EXCERPT PROVIDED
==*==

• Wole Soyinka on Yoruba Weddings, Nigerian Movies, and Making Traditions New

    The Danger of Naming Art Before It Has Been Made

    The Yoruba happens to be one of those cultures where a child’s “naming” is more than simply according a new, yet amorphous entity a convenient handle for reference and identification.

    Maybe that is why a lot of thought goes into this process in such societies, why perhaps they indulge in extravagant child-naming rituals—with feasting, dancing, even ancestral masquerades. Not just the parents, but the extended family, sometimes the entire community, is implicated in such an event, at which close members may donate their own naming preferences.

    Thereafter they continue to apply that choice—directly or indirectly—in relating to the offspring. Finally, let us again note that both family and communal histories are recalled through the act of naming, and implications and/or expectations for the future influence of such choices.

    Extravagant claims embedded in a name are a clear giveaway of a community that perhaps loves to show off, most especially in denoting pedigree, while a mousy choice indicates a posture of self-effacement, bordering on timidity, or perhaps a prayer for the child’s tranquil future—and so on and on. Naming—to some degree—reveals even more the nature and aspirations of the name-givers than prayers or predictions for the docile entity, and may be regarded an embedded social agenda.

    “Remember what name you bear” is one of the commonest admonitions from parent, relations, or total outsiders. Conversely, dare lay claim to a name, pedigree, or title to which you are not entitled— no pun intended—and society ferrets you out, strips you of your borrowed feathers, and ostracizes you for identity theft.

    Naming—to some degree—reveals even more the nature and aspirations of the name-givers than prayers or predictions for the docile entity.

    In the home of the Yoruba, tonal exploitation is only to be expected, but the same naming sensibilities apply even to the nontonal languages. For instance, let us quickly invoke the choices of the master himself, William Shakespeare, appropriately led off by his play on the tropical idyll of magic, power intrigues, loss, and restitution. Trinculo of The Tempest does not have what we would call a “serious” name, and his role in that play more than fits the name he bears.

==*==

SUPPLIED INFORMATION

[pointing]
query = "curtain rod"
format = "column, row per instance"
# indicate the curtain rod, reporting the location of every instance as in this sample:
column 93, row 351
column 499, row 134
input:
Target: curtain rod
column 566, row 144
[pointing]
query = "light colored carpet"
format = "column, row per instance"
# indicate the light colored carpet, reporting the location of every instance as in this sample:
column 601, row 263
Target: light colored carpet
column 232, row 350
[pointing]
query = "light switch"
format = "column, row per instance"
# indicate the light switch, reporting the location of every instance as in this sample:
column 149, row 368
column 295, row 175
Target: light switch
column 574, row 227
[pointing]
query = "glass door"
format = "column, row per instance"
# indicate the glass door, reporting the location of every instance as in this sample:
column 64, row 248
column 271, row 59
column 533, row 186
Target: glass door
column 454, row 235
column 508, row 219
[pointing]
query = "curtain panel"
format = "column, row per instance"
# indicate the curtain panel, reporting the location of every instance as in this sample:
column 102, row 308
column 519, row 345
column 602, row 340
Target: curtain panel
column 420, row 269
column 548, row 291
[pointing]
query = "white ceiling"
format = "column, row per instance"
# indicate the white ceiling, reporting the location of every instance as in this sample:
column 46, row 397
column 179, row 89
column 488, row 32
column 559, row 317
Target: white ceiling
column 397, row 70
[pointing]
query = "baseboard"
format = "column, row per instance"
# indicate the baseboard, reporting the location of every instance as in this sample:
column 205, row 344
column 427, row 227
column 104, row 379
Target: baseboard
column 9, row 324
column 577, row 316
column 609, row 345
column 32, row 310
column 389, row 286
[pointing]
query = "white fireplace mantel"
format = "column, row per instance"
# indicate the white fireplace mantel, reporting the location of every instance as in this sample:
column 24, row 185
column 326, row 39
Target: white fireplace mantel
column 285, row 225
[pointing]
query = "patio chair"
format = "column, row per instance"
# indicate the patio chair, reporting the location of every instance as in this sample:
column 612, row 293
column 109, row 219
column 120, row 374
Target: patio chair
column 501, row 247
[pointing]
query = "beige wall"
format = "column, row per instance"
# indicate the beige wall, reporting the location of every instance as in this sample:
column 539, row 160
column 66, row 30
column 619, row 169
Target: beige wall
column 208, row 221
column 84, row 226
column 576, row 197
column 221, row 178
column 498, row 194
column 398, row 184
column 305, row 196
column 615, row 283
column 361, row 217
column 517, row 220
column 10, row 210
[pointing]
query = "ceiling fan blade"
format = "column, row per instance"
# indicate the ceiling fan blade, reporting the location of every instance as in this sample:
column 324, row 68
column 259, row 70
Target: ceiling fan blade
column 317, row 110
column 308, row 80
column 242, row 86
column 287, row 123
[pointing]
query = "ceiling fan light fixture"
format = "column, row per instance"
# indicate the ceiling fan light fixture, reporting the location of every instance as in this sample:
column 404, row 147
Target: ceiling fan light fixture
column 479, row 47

==*==

WORK TO COMPLETE
Reproduce the part of the passage on Yoruba naming that begins at the words "The Danger of" and stops after "own naming preferences.". The lines after the passage on Yoruba naming come from a separate source.

WRITTEN REPLY
The Danger of Naming Art Before It Has Been Made

    The Yoruba happens to be one of those cultures where a child’s “naming” is more than simply according a new, yet amorphous entity a convenient handle for reference and identification.

    Maybe that is why a lot of thought goes into this process in such societies, why perhaps they indulge in extravagant child-naming rituals—with feasting, dancing, even ancestral masquerades. Not just the parents, but the extended family, sometimes the entire community, is implicated in such an event, at which close members may donate their own naming preferences.